Copy out the entire forum thread about things found inside a log, word for word.

## Text passage
......

# Things you find in the Log



## MarksCaribbeanWoodworks (Jan 31, 2016)

Going through this tree today getting ready to mill it with my Alaskan mill in the next couple weeks and found a 4" piece of rebar buried about 1/2" under the bark....whew man that would have been bad. 

Then after cutting the stump and roots off I notice the section circled in yellow. Carefully cut out a small section of this with an old chisel and it turned out to be an old fence post that had been put up against the tree and then the tree grew around it. 

I counted somewhere between 50 - 60 rings back from the new growth for when someone put up this post. 

Just never know what you going to find.

Reactions: Like 3 | Informative 1


----------



## ripjack13 (Jan 31, 2016)

Yikes that rebar would have made a real bad day...
Be cool to see the post after you pull it out. Wonder what kind of wood it is?

Reactions: Agree 3


----------



## sprucegum (Feb 3, 2016)

Pretty amazing how a tree will grow around an object that is just leaning against it. I have a old iron hay rake wheel that I have visions of making something with someday. It leaned against a maple tree behind my garage for several years, I moved it last summer and had to use a iron bar to pry it out of the bark. I have seen surveyors ribbon tied tightly around a tree restrict the growth in the area where it is tied. Think I might consider butting that log a few feet.


----------



## hmmvbreaker (Feb 3, 2016)

......

## Point labeling dataset excerpts
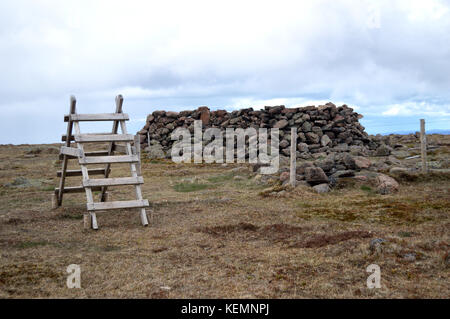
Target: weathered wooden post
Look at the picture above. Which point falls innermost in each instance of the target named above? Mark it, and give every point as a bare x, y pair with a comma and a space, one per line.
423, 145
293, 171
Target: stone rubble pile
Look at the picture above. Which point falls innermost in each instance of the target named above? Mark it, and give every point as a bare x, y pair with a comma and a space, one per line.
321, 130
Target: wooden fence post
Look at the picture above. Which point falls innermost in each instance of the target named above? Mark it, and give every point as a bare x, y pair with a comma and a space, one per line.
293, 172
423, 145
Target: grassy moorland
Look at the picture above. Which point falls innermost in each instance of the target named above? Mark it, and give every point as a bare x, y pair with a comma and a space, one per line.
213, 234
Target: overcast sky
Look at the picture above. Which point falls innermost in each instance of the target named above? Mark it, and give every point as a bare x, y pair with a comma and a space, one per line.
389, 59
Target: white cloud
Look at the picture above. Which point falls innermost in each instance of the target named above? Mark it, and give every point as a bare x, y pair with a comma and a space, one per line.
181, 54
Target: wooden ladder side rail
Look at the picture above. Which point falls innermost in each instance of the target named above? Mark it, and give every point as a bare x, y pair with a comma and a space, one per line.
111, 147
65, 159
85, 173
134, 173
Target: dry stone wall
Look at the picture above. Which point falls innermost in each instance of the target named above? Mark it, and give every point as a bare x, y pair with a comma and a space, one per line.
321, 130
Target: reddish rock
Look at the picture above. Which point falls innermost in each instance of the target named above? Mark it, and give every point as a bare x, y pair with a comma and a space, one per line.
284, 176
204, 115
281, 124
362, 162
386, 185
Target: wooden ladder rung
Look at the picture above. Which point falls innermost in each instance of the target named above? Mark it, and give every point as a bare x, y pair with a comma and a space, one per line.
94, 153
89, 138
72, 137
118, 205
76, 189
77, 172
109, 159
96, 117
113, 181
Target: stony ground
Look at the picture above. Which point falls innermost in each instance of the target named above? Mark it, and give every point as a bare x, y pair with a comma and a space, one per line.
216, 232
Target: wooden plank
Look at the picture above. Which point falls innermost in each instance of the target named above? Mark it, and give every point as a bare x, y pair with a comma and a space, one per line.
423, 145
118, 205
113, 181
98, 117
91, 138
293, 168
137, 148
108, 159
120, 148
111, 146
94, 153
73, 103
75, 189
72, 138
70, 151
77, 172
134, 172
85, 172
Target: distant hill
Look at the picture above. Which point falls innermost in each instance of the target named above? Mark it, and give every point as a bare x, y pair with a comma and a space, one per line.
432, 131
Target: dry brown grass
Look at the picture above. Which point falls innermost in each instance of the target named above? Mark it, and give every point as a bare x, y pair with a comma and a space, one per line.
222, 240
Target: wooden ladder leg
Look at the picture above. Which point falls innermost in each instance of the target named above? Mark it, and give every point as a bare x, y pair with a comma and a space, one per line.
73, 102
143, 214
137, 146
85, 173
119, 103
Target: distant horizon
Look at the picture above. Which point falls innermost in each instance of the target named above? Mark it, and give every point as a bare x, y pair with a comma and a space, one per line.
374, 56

......

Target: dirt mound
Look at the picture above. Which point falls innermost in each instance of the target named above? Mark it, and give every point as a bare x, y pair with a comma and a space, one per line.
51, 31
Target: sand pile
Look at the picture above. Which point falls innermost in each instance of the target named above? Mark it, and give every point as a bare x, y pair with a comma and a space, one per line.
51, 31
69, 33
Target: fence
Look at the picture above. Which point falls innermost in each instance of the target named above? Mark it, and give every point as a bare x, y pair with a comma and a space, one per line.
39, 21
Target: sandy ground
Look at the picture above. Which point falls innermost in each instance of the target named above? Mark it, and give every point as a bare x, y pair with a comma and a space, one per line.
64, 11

......

## Finished answer
# Things you find in the Log



## MarksCaribbeanWoodworks (Jan 31, 2016)

Going through this tree today getting ready to mill it with my Alaskan mill in the next couple weeks and found a 4" piece of rebar buried about 1/2" under the bark....whew man that would have been bad. 

Then after cutting the stump and roots off I notice the section circled in yellow. Carefully cut out a small section of this with an old chisel and it turned out to be an old fence post that had been put up against the tree and then the tree grew around it. 

I counted somewhere between 50 - 60 rings back from the new growth for when someone put up this post. 

Just never know what you going to find.

Reactions: Like 3 | Informative 1


----------



## ripjack13 (Jan 31, 2016)

Yikes that rebar would have made a real bad day...
Be cool to see the post after you pull it out. Wonder what kind of wood it is?

Reactions: Agree 3


----------



## sprucegum (Feb 3, 2016)

Pretty amazing how a tree will grow around an object that is just leaning against it. I have a old iron hay rake wheel that I have visions of making something with someday. It leaned against a maple tree behind my garage for several years, I moved it last summer and had to use a iron bar to pry it out of the bark. I have seen surveyors ribbon tied tightly around a tree restrict the growth in the area where it is tied. Think I might consider butting that log a few feet.


----------



## hmmvbreaker (Feb 3, 2016)